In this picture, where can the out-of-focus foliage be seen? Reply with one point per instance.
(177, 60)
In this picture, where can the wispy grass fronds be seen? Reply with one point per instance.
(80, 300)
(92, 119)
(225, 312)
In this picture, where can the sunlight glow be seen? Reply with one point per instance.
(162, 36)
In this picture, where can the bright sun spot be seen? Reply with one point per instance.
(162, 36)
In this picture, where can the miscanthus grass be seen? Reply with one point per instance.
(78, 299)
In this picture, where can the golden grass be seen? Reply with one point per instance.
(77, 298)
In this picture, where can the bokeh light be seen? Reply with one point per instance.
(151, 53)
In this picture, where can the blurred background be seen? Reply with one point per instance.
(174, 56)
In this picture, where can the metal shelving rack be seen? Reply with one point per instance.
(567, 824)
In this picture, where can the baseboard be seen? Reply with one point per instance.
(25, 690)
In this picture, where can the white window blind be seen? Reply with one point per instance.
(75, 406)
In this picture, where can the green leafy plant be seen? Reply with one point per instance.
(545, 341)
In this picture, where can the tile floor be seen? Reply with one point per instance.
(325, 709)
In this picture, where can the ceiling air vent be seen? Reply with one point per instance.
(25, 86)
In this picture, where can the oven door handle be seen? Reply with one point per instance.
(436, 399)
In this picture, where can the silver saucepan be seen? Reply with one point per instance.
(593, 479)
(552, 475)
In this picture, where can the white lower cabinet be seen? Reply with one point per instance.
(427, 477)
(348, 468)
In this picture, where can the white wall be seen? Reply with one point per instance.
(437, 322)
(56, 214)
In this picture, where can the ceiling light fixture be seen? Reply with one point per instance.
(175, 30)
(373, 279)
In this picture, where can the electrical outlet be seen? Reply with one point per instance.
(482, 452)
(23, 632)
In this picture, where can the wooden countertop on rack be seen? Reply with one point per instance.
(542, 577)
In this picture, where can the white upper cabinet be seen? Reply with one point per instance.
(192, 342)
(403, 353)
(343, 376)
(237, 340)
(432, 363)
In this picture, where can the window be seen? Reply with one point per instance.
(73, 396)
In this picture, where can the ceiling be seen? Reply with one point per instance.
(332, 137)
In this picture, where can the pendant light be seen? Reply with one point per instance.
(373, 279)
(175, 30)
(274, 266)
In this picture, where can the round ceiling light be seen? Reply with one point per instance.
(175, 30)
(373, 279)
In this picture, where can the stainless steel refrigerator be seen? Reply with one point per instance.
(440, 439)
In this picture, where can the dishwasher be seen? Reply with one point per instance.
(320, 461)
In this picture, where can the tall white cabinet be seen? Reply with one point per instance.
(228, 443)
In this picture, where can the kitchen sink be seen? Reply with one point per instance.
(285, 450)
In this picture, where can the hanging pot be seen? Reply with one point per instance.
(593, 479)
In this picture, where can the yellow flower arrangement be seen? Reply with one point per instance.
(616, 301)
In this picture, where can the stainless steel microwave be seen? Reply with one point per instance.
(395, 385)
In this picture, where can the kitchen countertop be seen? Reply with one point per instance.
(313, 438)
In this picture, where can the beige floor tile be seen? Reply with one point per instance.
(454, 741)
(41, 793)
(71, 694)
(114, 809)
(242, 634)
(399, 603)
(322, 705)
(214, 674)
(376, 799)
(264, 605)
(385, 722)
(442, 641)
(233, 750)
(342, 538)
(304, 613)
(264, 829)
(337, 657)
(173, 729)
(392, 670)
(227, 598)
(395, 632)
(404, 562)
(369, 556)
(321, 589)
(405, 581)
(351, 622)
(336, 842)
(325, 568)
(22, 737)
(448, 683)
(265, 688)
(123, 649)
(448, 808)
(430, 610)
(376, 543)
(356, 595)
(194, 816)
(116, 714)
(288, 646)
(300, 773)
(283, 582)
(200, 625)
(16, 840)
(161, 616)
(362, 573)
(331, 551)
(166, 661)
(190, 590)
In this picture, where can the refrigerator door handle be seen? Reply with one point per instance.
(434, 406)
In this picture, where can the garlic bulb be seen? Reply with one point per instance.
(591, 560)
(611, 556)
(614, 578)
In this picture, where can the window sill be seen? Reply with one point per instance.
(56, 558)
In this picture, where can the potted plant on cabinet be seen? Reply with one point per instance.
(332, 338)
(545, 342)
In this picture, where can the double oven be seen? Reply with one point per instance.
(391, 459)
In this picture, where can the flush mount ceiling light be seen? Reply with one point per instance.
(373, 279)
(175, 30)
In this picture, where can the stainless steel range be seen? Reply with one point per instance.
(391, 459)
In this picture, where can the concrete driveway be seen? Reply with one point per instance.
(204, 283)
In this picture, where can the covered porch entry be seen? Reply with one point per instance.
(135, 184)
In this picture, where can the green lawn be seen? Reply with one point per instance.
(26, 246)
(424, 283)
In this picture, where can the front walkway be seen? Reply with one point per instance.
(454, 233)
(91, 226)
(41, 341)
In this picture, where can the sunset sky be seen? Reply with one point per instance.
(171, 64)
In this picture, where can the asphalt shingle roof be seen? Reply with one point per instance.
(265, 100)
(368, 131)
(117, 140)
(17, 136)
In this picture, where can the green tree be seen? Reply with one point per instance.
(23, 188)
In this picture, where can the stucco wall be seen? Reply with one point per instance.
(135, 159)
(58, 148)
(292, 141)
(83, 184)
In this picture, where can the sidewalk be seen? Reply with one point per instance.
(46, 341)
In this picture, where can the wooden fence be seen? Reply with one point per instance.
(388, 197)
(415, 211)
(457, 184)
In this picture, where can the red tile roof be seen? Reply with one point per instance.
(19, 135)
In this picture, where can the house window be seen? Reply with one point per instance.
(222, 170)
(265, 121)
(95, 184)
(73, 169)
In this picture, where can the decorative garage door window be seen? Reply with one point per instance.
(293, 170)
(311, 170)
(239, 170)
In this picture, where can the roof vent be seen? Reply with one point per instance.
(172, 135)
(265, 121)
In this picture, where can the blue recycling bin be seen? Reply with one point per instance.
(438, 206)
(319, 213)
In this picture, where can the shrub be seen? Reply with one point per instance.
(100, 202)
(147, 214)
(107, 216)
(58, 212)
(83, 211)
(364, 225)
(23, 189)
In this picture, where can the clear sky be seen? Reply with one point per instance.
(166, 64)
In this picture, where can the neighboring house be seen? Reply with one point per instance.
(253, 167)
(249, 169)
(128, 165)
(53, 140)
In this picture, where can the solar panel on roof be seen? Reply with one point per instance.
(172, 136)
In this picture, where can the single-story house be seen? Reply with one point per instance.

◇ ◇ ◇ ◇ ◇

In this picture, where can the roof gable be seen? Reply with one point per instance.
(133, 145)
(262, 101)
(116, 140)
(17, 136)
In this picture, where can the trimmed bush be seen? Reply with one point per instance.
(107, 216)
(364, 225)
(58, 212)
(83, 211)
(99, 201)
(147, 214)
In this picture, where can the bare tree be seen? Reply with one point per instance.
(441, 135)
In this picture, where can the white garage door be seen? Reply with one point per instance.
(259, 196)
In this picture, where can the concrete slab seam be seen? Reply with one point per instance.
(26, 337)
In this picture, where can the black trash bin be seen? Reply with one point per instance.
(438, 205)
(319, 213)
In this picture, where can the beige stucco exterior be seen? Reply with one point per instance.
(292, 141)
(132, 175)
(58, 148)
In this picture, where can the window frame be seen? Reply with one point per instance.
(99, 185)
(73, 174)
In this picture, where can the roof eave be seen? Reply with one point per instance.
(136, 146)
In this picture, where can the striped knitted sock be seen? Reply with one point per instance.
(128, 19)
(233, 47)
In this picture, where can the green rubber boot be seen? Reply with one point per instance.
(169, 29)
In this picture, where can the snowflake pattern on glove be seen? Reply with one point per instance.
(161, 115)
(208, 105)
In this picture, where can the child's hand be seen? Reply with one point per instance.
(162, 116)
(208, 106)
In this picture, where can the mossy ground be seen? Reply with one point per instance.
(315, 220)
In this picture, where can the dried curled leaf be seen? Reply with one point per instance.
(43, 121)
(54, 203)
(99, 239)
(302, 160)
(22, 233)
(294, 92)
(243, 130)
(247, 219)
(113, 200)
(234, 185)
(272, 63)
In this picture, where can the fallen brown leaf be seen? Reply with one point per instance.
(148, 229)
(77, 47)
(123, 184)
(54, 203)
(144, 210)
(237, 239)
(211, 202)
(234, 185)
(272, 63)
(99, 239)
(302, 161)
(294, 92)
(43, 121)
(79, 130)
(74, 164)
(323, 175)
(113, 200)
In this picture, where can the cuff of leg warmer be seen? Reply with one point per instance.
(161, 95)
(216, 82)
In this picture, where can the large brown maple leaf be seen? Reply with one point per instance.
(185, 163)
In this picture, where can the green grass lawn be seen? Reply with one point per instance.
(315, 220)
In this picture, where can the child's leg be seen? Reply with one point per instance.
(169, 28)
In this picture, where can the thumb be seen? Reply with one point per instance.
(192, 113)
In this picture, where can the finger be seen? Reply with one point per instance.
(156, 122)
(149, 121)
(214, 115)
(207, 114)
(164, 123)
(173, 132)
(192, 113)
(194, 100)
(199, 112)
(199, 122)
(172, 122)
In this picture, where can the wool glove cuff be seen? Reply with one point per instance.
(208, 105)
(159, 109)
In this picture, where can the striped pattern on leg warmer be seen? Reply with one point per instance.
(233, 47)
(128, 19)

◇ ◇ ◇ ◇ ◇

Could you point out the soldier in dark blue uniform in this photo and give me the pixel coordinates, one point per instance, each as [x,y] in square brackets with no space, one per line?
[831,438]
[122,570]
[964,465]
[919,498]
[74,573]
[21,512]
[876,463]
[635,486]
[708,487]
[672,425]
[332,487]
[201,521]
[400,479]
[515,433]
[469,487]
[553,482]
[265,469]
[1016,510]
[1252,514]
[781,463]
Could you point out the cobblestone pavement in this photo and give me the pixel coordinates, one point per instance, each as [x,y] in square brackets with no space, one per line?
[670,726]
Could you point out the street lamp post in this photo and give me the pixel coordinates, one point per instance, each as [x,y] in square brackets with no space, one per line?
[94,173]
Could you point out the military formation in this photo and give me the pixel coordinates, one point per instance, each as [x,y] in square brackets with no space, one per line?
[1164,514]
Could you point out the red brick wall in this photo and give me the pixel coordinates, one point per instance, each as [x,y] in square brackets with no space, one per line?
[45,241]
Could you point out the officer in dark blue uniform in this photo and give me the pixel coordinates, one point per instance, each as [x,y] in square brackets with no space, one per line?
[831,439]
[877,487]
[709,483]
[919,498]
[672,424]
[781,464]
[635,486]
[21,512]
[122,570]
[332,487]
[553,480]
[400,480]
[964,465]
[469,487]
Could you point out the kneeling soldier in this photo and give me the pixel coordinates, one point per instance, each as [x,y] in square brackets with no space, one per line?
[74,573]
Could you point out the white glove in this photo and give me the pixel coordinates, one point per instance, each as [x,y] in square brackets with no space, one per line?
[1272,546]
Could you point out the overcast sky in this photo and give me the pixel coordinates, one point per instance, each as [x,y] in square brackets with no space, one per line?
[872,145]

◇ ◇ ◇ ◇ ◇

#### To do
All lines above from the one with "In this picture, where can the red" to the one with "In this picture, where can the single-story", inclusive, should be copied exactly, and no other lines.

#### Output
In this picture, where can the red tile roof be seen? Reply with one point per instance.
(19, 135)
In this picture, where can the house window be seen? Reply with one point per instance.
(222, 170)
(265, 121)
(95, 184)
(73, 169)
In this picture, where can the decorative garage door window be seen? Reply with one point per instance.
(293, 170)
(311, 170)
(239, 170)
In this picture, where can the roof vent be seen? Reply with one point per instance.
(172, 135)
(265, 121)
In this picture, where can the blue recycling bin be seen? Reply with one point per instance.
(438, 206)
(319, 213)
In this picture, where can the shrub be seen? Reply with one point per instance.
(100, 202)
(147, 214)
(107, 216)
(58, 212)
(83, 211)
(364, 225)
(23, 189)
In this picture, where can the clear sky be seen? Reply with one point per instance.
(166, 64)
In this picture, where can the neighboring house be seen? Reply with one point per instance.
(253, 167)
(249, 169)
(128, 165)
(53, 140)
In this picture, where can the solar panel on roof be seen? Reply with one point per instance.
(172, 136)
In this picture, where can the single-story house be seen? Reply with one point per instance.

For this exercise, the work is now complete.